→ Directions:
Can you turn the lines of the listing below into a numbered list, starting at the line holding "of the flag" and running through the end of the listing, both included, and leaving out any blank lines?

→ Record list:
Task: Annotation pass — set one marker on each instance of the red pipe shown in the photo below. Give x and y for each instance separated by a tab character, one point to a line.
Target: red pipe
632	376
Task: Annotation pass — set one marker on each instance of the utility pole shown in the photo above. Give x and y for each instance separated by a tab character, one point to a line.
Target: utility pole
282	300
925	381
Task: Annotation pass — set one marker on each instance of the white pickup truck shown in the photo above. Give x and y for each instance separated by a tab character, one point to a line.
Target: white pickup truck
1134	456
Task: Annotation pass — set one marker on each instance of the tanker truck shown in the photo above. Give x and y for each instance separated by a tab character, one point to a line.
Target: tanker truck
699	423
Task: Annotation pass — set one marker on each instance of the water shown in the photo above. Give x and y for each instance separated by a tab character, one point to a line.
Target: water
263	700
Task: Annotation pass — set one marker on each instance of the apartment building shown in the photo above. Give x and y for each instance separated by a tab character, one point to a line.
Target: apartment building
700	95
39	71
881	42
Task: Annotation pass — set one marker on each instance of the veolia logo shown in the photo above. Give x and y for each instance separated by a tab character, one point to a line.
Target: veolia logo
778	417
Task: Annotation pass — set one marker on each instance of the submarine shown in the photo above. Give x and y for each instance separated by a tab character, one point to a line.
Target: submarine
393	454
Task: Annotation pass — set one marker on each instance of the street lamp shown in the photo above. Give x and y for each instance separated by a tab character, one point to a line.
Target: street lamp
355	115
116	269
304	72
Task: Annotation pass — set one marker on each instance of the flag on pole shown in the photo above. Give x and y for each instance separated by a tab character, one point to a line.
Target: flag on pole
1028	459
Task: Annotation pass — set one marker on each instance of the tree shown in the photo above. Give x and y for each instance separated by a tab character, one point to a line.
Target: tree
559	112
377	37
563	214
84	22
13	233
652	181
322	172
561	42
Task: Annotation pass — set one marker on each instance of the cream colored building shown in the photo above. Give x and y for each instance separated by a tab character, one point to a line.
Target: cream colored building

→ Correct output:
1. Task: Annotation pass — set one marker on each instance of the flag on pole shown in the photo above. Give x and y for each instance separated by a tab character, one point to a line.
2. Target: flag on pole
3. 1028	459
4. Task: Annotation pass — set one marker on each instance of the tree shown in the photo above. Give x and y for each instance separated by a tab character, one point to a line.
5. Target: tree
6. 559	112
7. 377	37
8. 563	214
9. 84	22
10. 13	233
11. 652	181
12. 322	172
13. 561	42
14. Task: Annotation pass — set one marker on each instance of the cream colored building shown in the photo above. Give x and y for each instance separated by a tab character, one point to a line.
15. Target: cream colored building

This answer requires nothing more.